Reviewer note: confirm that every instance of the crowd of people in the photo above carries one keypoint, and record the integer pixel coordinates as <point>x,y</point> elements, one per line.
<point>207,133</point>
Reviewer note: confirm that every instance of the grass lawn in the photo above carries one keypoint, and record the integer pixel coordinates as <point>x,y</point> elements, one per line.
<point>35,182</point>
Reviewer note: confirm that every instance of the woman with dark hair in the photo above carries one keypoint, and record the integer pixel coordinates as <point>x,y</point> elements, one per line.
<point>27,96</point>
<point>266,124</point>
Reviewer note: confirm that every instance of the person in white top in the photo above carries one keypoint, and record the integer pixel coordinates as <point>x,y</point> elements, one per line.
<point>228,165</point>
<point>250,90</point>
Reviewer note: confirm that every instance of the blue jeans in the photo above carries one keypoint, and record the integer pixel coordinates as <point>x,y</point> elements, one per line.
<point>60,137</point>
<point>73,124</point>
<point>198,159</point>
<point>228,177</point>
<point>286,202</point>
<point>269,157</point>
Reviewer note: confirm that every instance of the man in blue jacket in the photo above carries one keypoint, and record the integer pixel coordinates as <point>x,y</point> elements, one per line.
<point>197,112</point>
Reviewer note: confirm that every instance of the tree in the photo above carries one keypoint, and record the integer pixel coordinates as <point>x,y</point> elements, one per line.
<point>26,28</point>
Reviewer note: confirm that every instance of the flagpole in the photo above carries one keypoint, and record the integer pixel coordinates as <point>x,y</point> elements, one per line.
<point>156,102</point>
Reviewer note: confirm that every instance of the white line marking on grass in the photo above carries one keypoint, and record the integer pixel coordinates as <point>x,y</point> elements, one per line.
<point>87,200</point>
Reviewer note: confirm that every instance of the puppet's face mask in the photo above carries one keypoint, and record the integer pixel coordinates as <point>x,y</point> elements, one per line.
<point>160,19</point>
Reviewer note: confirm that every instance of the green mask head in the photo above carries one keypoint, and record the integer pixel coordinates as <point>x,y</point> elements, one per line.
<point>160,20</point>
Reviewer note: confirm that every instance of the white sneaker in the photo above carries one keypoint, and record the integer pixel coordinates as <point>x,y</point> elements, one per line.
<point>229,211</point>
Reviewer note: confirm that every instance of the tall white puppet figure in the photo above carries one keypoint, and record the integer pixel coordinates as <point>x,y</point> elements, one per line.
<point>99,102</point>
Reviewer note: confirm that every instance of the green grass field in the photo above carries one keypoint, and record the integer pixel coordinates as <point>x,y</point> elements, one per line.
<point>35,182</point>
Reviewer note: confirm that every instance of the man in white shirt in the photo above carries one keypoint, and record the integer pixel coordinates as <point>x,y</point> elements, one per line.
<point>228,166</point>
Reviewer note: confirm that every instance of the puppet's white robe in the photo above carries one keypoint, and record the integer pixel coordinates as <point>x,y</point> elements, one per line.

# [What the task asks]
Output the records in full, keeping them exactly as they are.

# [Written solution]
Reviewer note: confirm that every instance of the crowd of people in the photo above carries one keypoint, and record the integer pixel coordinates as <point>x,y</point> elements, one per line.
<point>207,133</point>
Reviewer note: confirm that every instance of the grass lawn in the photo above carries one keypoint, and record the integer pixel coordinates as <point>x,y</point> elements, one per line.
<point>35,182</point>
Reviewer note: confirm that every instance of the woman with dark hair in the photo above carries one keypoint, and record the integer pixel coordinates as <point>x,y</point> elements, one per line.
<point>27,96</point>
<point>266,124</point>
Reviewer note: confirm that every instance of the person in white top in the photo above carries one keypoint, and record the integer pixel coordinates as <point>x,y</point> elements, one per line.
<point>228,165</point>
<point>250,90</point>
Reviewer note: confirm that every instance of the blue jeans in the photo above carries one keypoint, and record the integer pixel coordinates as <point>x,y</point> elements, one per line.
<point>60,137</point>
<point>73,124</point>
<point>198,159</point>
<point>228,177</point>
<point>286,202</point>
<point>269,157</point>
Reviewer note: confirm that every instance of the man in blue jacket in the photo above carries one keypoint, and record the integer pixel coordinates as <point>x,y</point> elements, one per line.
<point>197,112</point>
Reviewer note: confirm that every instance of the tree in the photo above carries one keypoint, and record the integer pixel coordinates as <point>x,y</point> elements, one per line.
<point>26,28</point>
Reviewer note: confirm that every instance of the flagpole in the photo above carries one keypoint, and record the integer pixel coordinates as <point>x,y</point> elements, one per line.
<point>156,102</point>
Reviewer note: confirm that every instance of the white line marking on grass in the photo above carries one keypoint, and record the integer pixel coordinates as <point>x,y</point> elements, one per line.
<point>87,200</point>
Reviewer note: confirm that every instance of the puppet's face mask in the photo above carries one keypoint, and record the integer pixel coordinates as <point>x,y</point> elements, one per line.
<point>160,19</point>
Reviewer note: confirm that every instance of the green mask head in the photo above carries one keypoint, and record the integer pixel coordinates as <point>x,y</point> elements, one per line.
<point>160,20</point>
Reviewer note: confirm that every instance of the white sneaker in the photo above carries one keypoint, and record the integer pixel coordinates as <point>x,y</point> elements, one per line.
<point>229,211</point>
Reviewer note: confirm that every instance of the tall white puppet figure in the photo above carries one keypoint, and record the integer pixel coordinates as <point>x,y</point> elements, one per line.
<point>99,102</point>
Reviewer note: confirm that every instance of the green grass field in the photo above carries one keypoint, and record the integer pixel coordinates as <point>x,y</point> elements, one per line.
<point>35,182</point>
Reviewer note: confirm that every instance of the man in white shirt in the photo above carries one keypoint, and record the integer pixel coordinates as <point>x,y</point> elements, one per line.
<point>228,166</point>
Reviewer note: confirm that every instance of the puppet's white robe in the photo above carries one keypoint, and record the integer pixel coordinates as <point>x,y</point> elements, one per line.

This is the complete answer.